Pull out every line of the data below that contains the string "target".
*** Records for the task ***
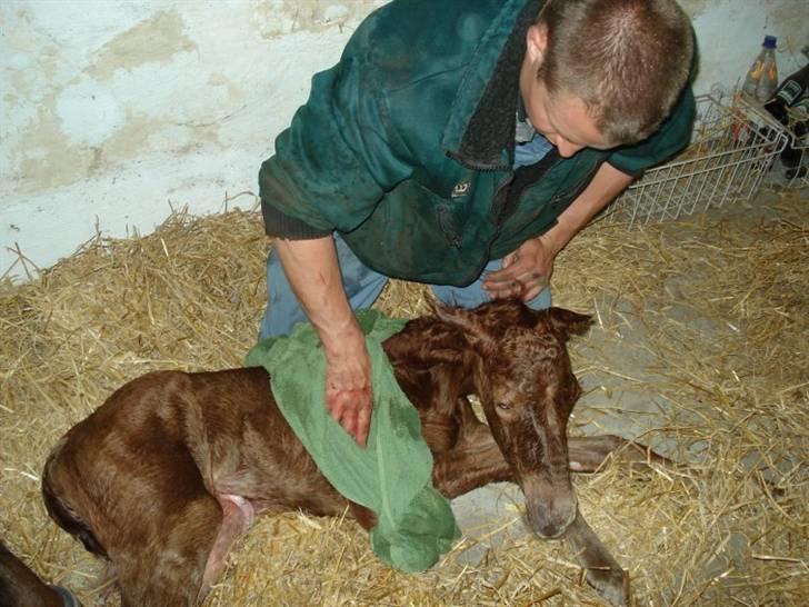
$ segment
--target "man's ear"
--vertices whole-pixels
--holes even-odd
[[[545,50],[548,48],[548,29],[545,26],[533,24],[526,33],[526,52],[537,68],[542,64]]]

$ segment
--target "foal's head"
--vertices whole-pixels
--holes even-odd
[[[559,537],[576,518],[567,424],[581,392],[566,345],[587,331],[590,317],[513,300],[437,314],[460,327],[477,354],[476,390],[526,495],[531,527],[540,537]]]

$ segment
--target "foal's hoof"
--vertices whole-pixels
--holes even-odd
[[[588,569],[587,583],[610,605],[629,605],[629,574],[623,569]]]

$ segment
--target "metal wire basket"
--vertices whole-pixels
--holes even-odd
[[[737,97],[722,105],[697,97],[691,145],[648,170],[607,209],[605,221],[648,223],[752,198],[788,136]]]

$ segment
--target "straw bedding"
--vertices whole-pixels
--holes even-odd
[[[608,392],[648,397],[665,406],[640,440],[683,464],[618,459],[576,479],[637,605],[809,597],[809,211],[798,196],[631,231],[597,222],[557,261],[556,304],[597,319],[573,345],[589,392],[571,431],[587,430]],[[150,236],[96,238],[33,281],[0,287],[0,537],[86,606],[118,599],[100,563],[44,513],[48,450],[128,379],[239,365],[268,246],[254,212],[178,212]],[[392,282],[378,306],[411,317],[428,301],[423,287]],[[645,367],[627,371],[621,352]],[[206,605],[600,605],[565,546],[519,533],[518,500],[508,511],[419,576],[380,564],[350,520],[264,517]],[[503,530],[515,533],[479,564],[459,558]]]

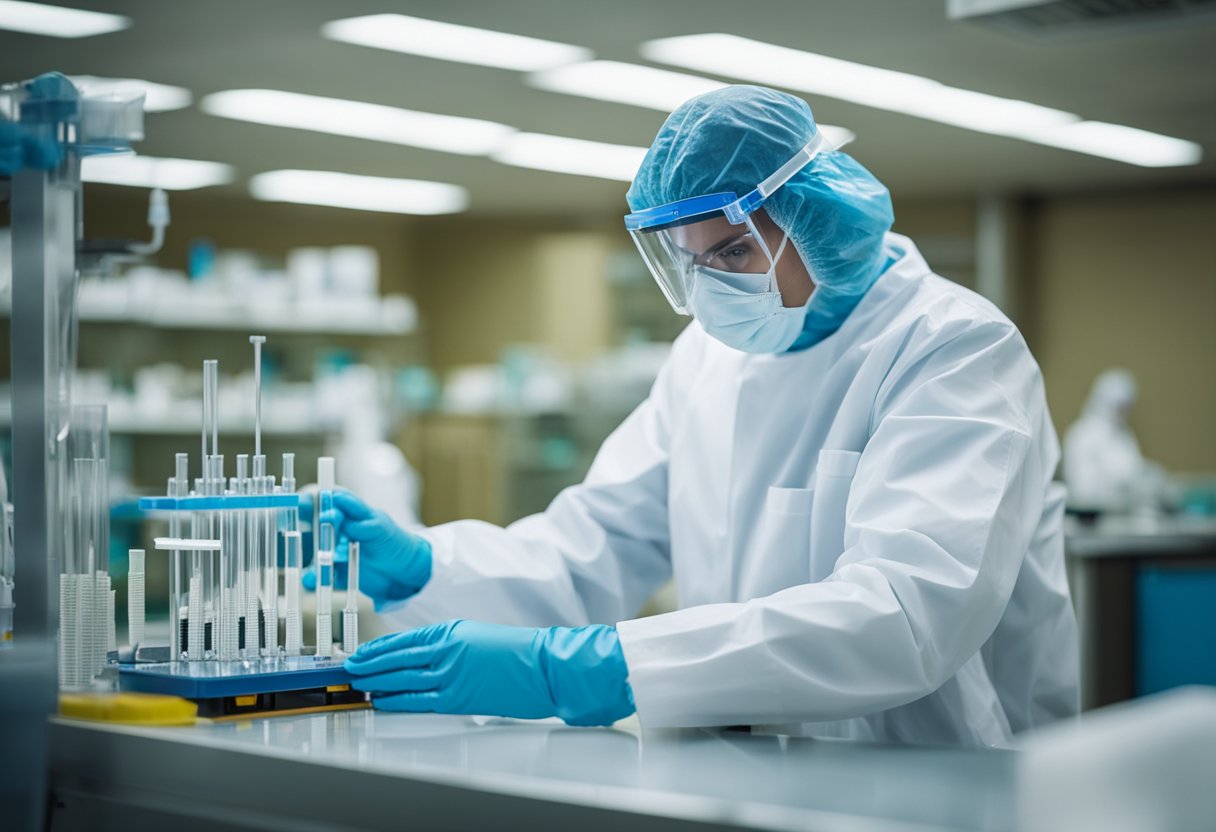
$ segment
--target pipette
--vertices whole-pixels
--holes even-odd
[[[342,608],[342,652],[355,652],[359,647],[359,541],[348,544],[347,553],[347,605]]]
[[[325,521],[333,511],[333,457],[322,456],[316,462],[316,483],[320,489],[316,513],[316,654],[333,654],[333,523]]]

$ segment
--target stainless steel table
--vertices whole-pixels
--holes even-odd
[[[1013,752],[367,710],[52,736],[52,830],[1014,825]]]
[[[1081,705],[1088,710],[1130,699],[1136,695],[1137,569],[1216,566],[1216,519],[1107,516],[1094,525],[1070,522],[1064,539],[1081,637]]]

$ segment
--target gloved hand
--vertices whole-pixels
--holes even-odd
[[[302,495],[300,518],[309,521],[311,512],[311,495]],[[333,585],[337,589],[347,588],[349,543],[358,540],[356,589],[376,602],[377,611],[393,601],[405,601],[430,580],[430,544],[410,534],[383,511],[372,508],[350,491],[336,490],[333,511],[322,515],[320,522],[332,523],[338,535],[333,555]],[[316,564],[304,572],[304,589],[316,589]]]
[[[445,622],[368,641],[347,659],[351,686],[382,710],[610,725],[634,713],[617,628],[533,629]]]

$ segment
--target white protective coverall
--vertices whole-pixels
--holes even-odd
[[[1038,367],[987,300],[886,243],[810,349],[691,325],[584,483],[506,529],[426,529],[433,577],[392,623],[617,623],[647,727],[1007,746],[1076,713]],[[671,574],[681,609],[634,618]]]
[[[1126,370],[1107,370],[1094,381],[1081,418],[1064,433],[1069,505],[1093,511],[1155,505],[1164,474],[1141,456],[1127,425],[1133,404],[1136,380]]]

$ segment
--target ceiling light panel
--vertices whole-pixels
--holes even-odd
***
- The answer
--target "man's ear"
--target "foal's head"
--target "foal's hoof"
--target "metal wire basket"
--target "straw bedding"
--target pipette
--target stainless steel table
--target gloved hand
--target white protective coverall
--target ceiling light panel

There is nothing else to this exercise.